## RECORD EXTRACTS
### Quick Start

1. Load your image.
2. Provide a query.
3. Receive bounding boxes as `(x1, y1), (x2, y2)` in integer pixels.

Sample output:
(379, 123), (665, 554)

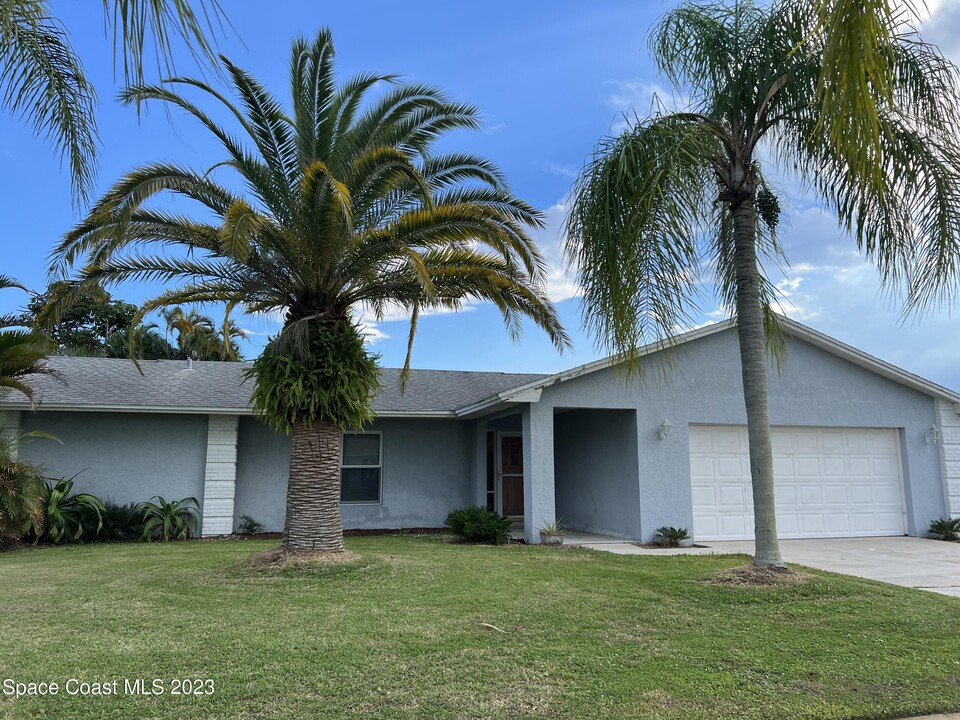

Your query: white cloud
(532, 199), (580, 303)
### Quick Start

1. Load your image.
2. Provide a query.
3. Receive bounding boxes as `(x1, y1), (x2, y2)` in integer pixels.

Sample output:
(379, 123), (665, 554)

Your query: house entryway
(487, 430), (523, 526)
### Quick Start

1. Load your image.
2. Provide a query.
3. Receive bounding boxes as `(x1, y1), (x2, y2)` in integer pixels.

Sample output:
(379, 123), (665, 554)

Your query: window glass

## WHAT THE TASK ASKS
Reproduce the material above in full, raising every bounding-box coordinate given as an answer by 17 while keeping the sample output coordinates as they are. Leave out the pictures.

## REPLY TO THE TASK
### Quick Start

1. Load your image.
2. Provide a query.
3. Receive bounding boxes as `(x1, y1), (x2, y2)` in integer pixels.

Sample output:
(379, 123), (665, 554)


Your query: white cloud
(549, 216), (597, 320)
### Quick Start

1. Load your image.
2. Provide a query.
3. Receive bounding boxes as `(x1, y1), (x2, y2)` in integer pixels.

Sample output:
(379, 123), (665, 554)

Your query: house entryway
(504, 447), (540, 543)
### Quick Start

1. Load your image.
2. Provide a query.
3. Receive bounding boxes as `(x1, y1), (x2, y2)` in integer pixels.

Sample output:
(379, 123), (665, 554)

Your query: window glass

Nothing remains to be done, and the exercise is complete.